### [Passage given]
++++++++++
Spalding House, also known as the Cooke-Spalding House, was an art museum and sculpture garden in Honolulu, Hawaii (now closed). It was called Nuumealani (heavenly terrace) by Anna Rice Cooke, who commissioned it. The house and gardens constituted a 3 1/2-acre former art museum in the Makiki Heights district of Honolulu.

Spalding House was built as a residence in 1925 by Mrs. Cooke, the widow of Charles Montague Cooke, a local businessman and missionary descendant. At the same time, the Honolulu Academy of Art (later renamed Honolulu Museum of Art), which Mrs. Cooke endowed, was being built on the site of her former home on Beretania Street in Honolulu. The Makiki Heights home was designed by Hart Wood and later enlarged by the firm of Bertram Goodhue and Associates. In 1950, Cooke's daughter, Alice Spalding (Mrs. Phillip Spalding), engaged Vladimir Ossipoff to remodel the ground floor. The Honolulu Museum of Art acquired the estate as a bequest from Alice Spalding in 1968 and operated it as an annex for the display of Japanese prints from 1970 to 1978. In the late 1970s, it was sold to a subsidiary of The Honolulu Advertiser. In 1986, the Thurston Twigg-Smith family converted it to The Contemporary Museum. Following interior renovation, the museum, with its doors by artists Robert Graham and Tony Berlant, opened to the public in October 1988.

On May 2, 2011, The Contemporary Museum, Honolulu ceased to exist as an independent entity, and is now known as the Honolulu Museum of Art Spalding House. The Honolulu Academy of Art acquired Spalding House along with its collections of more than 3,000 works of art. The Makiki Heights building, which has about 5,000 square feet of gallery space, reassumed its former name, “Spalding House." Around that time the Honolulu Academy of Art rebranded itself Honolulu Museum of Art.

==The Milton Cades Pavilion==
David Hockney designed stage sets for three one-act French operas presented at the Metropolitan Opera in 1981. He reconstructed these stage sets for a 1983 exhibition at the Walker Art Center, Hockney Paints the Stage. The three-dimensional set for Maurice Ravel's opera, L'enfant et les sortilèges (The Child and the Spells), was acquired for the 1988 opening of The Contemporary Museum, Honolulu, and was installed in the Milton Cades Pavilion on the grounds of Spalding House.
++++++++++
### [Directions]
a: Please summarize the passage on Spalding House above in two sentences.
b: Answer these questions from the passage on Spalding House above, one per line:
(i) Who designed the Makiki Heights home?
(ii) About how much gallery space does the building have?
(iii) Whose opera's stage set by David Hockney was installed in the Milton Cades Pavilion?
++++++++++
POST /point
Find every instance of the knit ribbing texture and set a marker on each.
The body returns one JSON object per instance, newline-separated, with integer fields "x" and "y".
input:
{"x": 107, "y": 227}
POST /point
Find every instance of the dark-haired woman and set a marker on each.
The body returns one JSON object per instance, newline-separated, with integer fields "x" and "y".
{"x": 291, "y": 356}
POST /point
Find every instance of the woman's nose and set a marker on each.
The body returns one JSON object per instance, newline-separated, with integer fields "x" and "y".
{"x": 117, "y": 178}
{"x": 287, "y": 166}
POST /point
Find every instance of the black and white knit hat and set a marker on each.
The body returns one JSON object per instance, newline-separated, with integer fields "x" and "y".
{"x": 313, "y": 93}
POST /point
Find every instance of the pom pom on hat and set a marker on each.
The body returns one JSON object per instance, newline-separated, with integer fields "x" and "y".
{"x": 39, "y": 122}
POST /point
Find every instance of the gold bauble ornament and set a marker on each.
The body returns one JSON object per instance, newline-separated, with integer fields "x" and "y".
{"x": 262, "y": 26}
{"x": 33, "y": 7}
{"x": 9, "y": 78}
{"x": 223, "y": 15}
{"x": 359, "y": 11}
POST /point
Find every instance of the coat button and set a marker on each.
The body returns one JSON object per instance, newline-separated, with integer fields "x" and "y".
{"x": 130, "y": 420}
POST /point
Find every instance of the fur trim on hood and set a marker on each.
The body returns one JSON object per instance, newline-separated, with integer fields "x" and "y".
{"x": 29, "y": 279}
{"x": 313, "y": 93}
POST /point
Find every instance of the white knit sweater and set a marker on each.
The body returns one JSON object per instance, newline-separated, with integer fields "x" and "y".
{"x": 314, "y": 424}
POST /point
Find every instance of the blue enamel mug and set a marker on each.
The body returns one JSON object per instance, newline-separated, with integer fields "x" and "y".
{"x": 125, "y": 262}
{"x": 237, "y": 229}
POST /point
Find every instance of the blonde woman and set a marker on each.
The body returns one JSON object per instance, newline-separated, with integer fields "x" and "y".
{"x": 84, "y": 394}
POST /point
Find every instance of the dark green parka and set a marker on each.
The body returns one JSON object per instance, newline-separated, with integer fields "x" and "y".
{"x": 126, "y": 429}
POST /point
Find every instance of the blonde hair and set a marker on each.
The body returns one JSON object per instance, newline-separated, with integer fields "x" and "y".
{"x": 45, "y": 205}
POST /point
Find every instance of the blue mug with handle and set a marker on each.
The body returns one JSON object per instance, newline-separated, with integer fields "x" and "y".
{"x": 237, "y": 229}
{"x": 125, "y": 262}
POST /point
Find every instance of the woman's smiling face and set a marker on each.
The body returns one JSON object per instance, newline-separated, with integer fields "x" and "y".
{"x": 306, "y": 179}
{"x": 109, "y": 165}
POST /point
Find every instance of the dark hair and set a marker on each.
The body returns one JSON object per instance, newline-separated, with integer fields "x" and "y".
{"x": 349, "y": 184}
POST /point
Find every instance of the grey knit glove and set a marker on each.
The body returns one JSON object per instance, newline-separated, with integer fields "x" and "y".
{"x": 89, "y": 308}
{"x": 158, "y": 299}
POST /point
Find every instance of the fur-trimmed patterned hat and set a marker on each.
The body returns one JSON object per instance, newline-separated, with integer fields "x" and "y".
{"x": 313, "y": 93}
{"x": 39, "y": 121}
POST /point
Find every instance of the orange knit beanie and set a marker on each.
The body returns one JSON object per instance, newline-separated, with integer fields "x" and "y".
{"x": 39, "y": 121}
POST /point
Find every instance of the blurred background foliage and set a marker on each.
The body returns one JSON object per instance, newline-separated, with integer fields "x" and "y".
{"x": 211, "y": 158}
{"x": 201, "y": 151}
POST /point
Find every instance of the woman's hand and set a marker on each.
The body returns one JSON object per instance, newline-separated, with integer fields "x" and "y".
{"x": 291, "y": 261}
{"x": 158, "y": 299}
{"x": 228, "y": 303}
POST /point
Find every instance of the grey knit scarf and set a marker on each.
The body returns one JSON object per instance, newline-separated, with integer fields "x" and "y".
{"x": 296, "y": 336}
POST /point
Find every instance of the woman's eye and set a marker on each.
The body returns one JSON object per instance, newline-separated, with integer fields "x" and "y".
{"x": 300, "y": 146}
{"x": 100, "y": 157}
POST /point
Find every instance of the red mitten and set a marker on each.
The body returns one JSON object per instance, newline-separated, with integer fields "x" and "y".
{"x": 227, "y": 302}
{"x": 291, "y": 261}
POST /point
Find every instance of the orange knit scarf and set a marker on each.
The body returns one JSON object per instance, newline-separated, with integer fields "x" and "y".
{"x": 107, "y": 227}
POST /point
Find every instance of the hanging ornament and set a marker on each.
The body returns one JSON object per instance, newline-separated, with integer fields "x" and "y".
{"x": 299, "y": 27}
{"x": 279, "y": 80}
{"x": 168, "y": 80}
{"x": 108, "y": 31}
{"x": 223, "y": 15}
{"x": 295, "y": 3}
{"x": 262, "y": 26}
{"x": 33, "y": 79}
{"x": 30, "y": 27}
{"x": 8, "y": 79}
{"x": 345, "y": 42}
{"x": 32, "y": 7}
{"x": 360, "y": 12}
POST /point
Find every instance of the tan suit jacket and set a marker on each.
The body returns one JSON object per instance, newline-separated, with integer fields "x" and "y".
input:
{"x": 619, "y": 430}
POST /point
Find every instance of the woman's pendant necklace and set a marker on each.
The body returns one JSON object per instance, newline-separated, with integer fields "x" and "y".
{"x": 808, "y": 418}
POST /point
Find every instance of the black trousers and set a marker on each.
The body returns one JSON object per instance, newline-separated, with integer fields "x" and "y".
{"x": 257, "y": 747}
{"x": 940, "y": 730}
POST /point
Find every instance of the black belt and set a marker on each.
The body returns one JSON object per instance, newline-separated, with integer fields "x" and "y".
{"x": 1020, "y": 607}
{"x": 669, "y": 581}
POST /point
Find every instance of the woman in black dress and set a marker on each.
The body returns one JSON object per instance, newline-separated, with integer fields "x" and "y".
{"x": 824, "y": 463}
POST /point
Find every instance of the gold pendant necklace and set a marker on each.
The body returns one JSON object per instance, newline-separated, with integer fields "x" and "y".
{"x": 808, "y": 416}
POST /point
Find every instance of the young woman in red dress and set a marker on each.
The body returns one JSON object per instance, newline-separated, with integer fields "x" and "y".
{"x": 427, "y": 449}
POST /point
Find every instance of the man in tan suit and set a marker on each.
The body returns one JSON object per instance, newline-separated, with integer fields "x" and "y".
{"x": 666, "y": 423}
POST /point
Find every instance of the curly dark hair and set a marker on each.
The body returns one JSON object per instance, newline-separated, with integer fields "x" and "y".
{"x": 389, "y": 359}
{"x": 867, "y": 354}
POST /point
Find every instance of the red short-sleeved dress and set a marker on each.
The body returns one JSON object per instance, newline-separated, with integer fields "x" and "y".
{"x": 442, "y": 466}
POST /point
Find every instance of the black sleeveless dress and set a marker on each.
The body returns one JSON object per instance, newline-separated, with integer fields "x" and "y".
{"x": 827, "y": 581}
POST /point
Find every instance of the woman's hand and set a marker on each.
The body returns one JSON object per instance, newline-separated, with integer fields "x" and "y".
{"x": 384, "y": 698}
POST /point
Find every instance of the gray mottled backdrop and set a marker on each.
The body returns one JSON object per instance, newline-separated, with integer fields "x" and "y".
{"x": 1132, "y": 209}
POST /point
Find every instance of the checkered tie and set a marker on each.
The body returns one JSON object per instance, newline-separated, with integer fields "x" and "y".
++++++++++
### [Answers to the exercise]
a: Spalding House, a former art museum and sculpture garden in the Makiki Heights district of Honolulu, was built as a residence in 1925 by Anna Rice Cooke. It later served as a Honolulu Museum of Art annex and as The Contemporary Museum, and on May 2, 2011, it became the Honolulu Museum of Art Spalding House, with collections of more than 3,000 works of art.

b:
(i) Hart Wood
(ii) About 5,000 square feet
(iii) Maurice Ravel's (L'enfant et les sortilèges)